What you are asked to do>
Type out every line of the items below without changing anything, but leave out the pictures.
= = = = = = =
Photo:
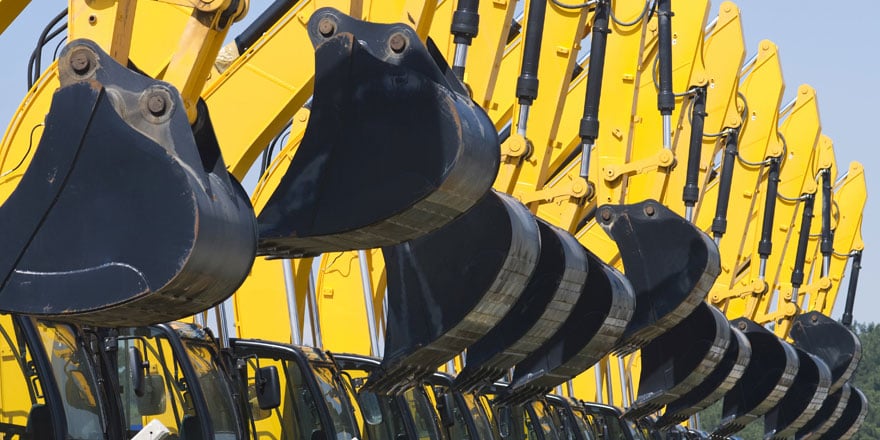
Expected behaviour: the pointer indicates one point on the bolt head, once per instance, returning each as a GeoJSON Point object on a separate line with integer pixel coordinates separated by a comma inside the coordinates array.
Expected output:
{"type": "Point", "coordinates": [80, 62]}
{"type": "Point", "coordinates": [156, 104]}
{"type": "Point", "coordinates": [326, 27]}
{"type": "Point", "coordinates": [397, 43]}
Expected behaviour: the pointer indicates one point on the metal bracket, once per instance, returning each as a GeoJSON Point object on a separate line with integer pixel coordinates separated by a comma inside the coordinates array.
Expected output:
= = = = = = =
Answer to this exercise>
Photo:
Expected behaviour: the pointer indicates one point on the bolt head, once per instance, returning each as a GeoJSON Point object on a separate line with integer pixel coordinates separated by a comma inside the coordinates array.
Expected output:
{"type": "Point", "coordinates": [80, 62]}
{"type": "Point", "coordinates": [156, 104]}
{"type": "Point", "coordinates": [326, 27]}
{"type": "Point", "coordinates": [397, 43]}
Expected behaviour: the pointer indicates one point on the metal bracket, once per instance, returning each as a GeoJSON Point object on a separate line with integer pixel coordinates separated by a comma inside the coordinates array.
Expected output:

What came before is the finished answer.